» DATA SUPPLIED:
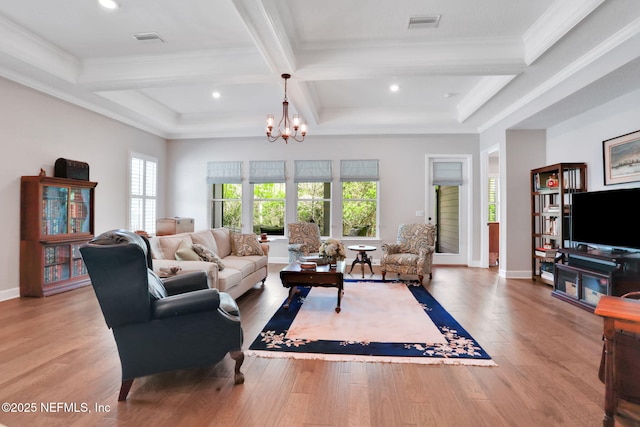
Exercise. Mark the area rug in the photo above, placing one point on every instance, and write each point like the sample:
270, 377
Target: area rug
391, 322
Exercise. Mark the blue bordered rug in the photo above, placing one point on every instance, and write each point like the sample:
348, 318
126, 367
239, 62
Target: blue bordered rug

...

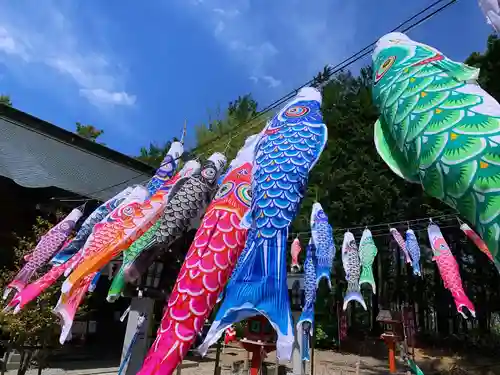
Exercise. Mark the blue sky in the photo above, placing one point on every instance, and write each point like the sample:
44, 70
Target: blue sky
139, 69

---

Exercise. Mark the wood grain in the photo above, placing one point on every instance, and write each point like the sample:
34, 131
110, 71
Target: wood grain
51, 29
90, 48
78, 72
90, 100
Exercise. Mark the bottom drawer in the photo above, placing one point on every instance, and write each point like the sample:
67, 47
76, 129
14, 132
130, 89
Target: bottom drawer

» WHAT YOU HAVE TO DO: Could you return the lines of the listing above verbatim, starting at the line containing "Exercise. Mark the blue bordered" and stopping after the line containing "Target: blue bordered rug"?

» SOLUTION TO THIS PROBLEM:
Exercise. Mark the blue bordered rug in the photo above, placing one point on every instance, and write each point like the sample:
348, 318
126, 367
239, 62
Target: blue bordered rug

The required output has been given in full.